VOTRE TÂCHE
Recopiez le passage de l'extrait sur la franc-maçonnerie et le socialisme qui va de "Pour les maçons" à "fomenter le socialisme.", en substituant "réforme" à "modernisation".

EXTRAIT DU DOCUMENT
────────

Pour les maçons de la classe dirigeante, tels que Frédéric le
Grand, Napoléon Bonaparte et Louis-Philippe (le roi “bourgeois”
de la monarchie de Juillet française), c’était un véhicule pour
l’anticléricalisme et la modernisation. La relation
maçonnique-socialiste française était nourrie par une convergence
d’idéologie. En outre, la répression gouvernementale des
organisations ouvertement politiques au cours des années 1840 ont
fait des loges des endroits commodes pour fomenter le socialisme.
La
discussion politique dans les loges maçonniques françaises des
années 1840 portait essentiellement sur le socialisme d’un type ou
d’un autre ; les principes de « sociabilité
et d’association » y recevaient une approbation générale en
tant que bases de la réforme sociale.
De nombreux socialistes de premier plan étaient des francs-maçons,
y compris Considerant, François Cantagrel et Proudhon.
« Si
l’on revient aux années 1840, le fouriérisme a joué un rôle
important dans la conversion des révolutionnaires français en
francs-maçons réformistes. Dans la France de cette période, des
personnes radicales et progressistes relativement nombreuses se sont
mises à adhérer à la franc-maçonnerie, en la convertissant en une
organisation de volontaires politiques et en fixant sa vision
d’ensemble dans la lutte pour la démocratisation de la France par
des méthodes non-violentes ».
Cependant,
en plus des socialistes, il y avait des francs-maçons qui étaient
préoccupés par la pauvreté et qui avaient une approche charitable
traditionnelle ; ils voyaient les “fermes modèles” comme
une solution pour les pauvres, plutôt que des “phalanstères”
qui changeraient en totalité les modes de vie de toutes les classes.
Fourier
n’était pas franc-maçon, bien qu’il ait été clairement
influencé par la maçonnerie. Il y avait eu une loge française
dénommée Harmonie¸
ainsi que, dans toute l’Europe, des loges “androgynes” avec des
rituels scabreux qui n’auraient pas été surprenants dans le
Nouveau
monde amoureux
de Fourier. Dans la Théorie
des quatre mouvements,
Fourier suggérait que la franc-maçonnerie pourrait devenir une
forme de transition vers sa société idéale. Elle avait un réseau,
des attributs religieux, des réunions secrètes, des adhérents
aisés qui la rendaient attrayante pour les classes qui
aspiraient à le devenir, et tout ce dont elle avait besoin, c’était
l’introduction de « femmes et de plaisir sensuel ».

────────

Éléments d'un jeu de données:
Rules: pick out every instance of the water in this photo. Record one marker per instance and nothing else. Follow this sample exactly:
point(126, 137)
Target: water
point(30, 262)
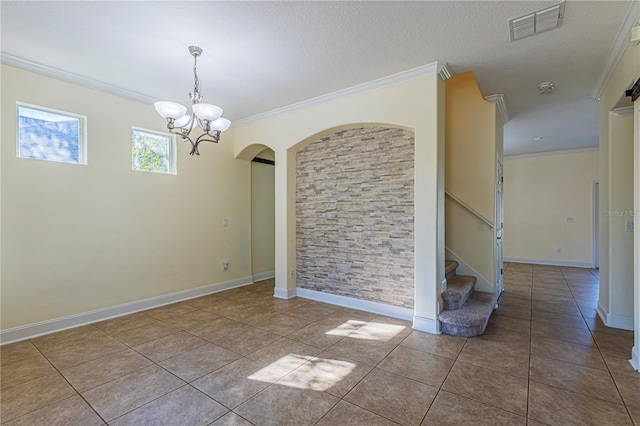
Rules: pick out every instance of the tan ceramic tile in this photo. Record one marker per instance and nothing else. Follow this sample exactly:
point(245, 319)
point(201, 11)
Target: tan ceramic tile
point(191, 319)
point(560, 407)
point(26, 397)
point(146, 333)
point(225, 307)
point(356, 417)
point(235, 383)
point(575, 378)
point(518, 291)
point(436, 344)
point(102, 370)
point(287, 353)
point(629, 387)
point(183, 406)
point(282, 324)
point(62, 339)
point(383, 329)
point(417, 365)
point(565, 308)
point(218, 329)
point(115, 398)
point(367, 351)
point(172, 310)
point(569, 352)
point(231, 419)
point(70, 411)
point(505, 357)
point(313, 311)
point(246, 341)
point(573, 321)
point(209, 300)
point(618, 362)
point(635, 415)
point(17, 352)
point(84, 350)
point(280, 405)
point(251, 314)
point(511, 324)
point(169, 346)
point(322, 335)
point(596, 324)
point(328, 373)
point(455, 410)
point(487, 386)
point(558, 332)
point(614, 342)
point(198, 362)
point(395, 397)
point(125, 322)
point(25, 370)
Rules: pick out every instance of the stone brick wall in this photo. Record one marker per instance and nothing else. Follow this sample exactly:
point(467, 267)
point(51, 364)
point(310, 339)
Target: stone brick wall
point(355, 215)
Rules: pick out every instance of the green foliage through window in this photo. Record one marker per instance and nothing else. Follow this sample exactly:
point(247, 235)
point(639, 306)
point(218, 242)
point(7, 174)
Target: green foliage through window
point(152, 152)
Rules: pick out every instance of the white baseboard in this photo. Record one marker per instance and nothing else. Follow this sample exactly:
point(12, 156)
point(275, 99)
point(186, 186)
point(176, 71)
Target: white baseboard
point(482, 284)
point(549, 262)
point(614, 321)
point(362, 305)
point(284, 293)
point(427, 325)
point(635, 359)
point(58, 324)
point(264, 276)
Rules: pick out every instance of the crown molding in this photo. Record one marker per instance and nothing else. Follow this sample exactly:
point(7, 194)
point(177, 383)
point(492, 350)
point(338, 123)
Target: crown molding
point(74, 78)
point(439, 68)
point(624, 111)
point(498, 99)
point(547, 153)
point(617, 48)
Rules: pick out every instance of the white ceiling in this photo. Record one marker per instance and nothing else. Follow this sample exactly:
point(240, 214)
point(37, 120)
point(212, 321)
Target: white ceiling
point(259, 56)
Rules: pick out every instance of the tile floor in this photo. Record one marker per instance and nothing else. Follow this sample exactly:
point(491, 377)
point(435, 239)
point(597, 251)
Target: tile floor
point(243, 357)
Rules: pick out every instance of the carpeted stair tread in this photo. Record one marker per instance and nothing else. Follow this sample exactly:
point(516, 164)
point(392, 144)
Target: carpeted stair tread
point(459, 288)
point(450, 268)
point(471, 319)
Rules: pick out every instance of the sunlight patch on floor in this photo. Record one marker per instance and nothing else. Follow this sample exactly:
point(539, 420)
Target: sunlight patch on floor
point(377, 331)
point(346, 328)
point(318, 374)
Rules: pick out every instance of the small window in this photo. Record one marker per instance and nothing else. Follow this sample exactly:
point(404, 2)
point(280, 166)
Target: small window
point(153, 152)
point(50, 135)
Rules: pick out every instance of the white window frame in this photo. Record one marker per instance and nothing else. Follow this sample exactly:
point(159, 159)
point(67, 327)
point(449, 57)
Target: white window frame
point(82, 132)
point(173, 159)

────────

RÉSULTAT
Pour les maçons de la classe dirigeante, tels que Frédéric le
Grand, Napoléon Bonaparte et Louis-Philippe (le roi “bourgeois”
de la monarchie de Juillet française), c’était un véhicule pour
l’anticléricalisme et la réforme. La relation
maçonnique-socialiste française était nourrie par une convergence
d’idéologie. En outre, la répression gouvernementale des
organisations ouvertement politiques au cours des années 1840 ont
fait des loges des endroits commodes pour fomenter le socialisme.